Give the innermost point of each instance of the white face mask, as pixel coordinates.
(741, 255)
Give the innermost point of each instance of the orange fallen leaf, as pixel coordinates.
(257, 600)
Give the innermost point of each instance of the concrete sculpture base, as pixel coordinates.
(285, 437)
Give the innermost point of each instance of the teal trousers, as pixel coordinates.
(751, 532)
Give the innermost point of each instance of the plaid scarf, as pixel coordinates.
--
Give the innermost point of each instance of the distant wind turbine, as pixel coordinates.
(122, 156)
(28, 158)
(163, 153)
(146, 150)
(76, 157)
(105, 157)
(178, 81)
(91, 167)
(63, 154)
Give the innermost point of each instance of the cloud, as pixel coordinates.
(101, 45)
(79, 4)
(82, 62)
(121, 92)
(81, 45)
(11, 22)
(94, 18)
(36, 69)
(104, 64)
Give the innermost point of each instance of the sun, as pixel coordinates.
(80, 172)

What is expected: Format the stretch of the listing from the line containing "Give the innermost point of each instance of the white" through the line containing "Give the innermost point of each instance of the plaid" as a Markdown table with the columns Row and Listing line. Number each line and omit any blank lines.

Answer in full:
| Row | Listing line |
|---|---|
| 1 | Give the innermost point of each instance of the white face mask, as pixel coordinates. |
| 2 | (741, 255) |
| 3 | Give the innermost point of each instance of the orange fallen leaf, as pixel coordinates. |
| 4 | (257, 600) |
| 5 | Give the innermost point of each instance of the concrete sculpture base, as pixel coordinates. |
| 6 | (285, 437) |
| 7 | Give the innermost point of each instance of the teal trousers, as pixel coordinates. |
| 8 | (751, 532) |
| 9 | Give the innermost point of each instance of the plaid scarf, as pixel coordinates. |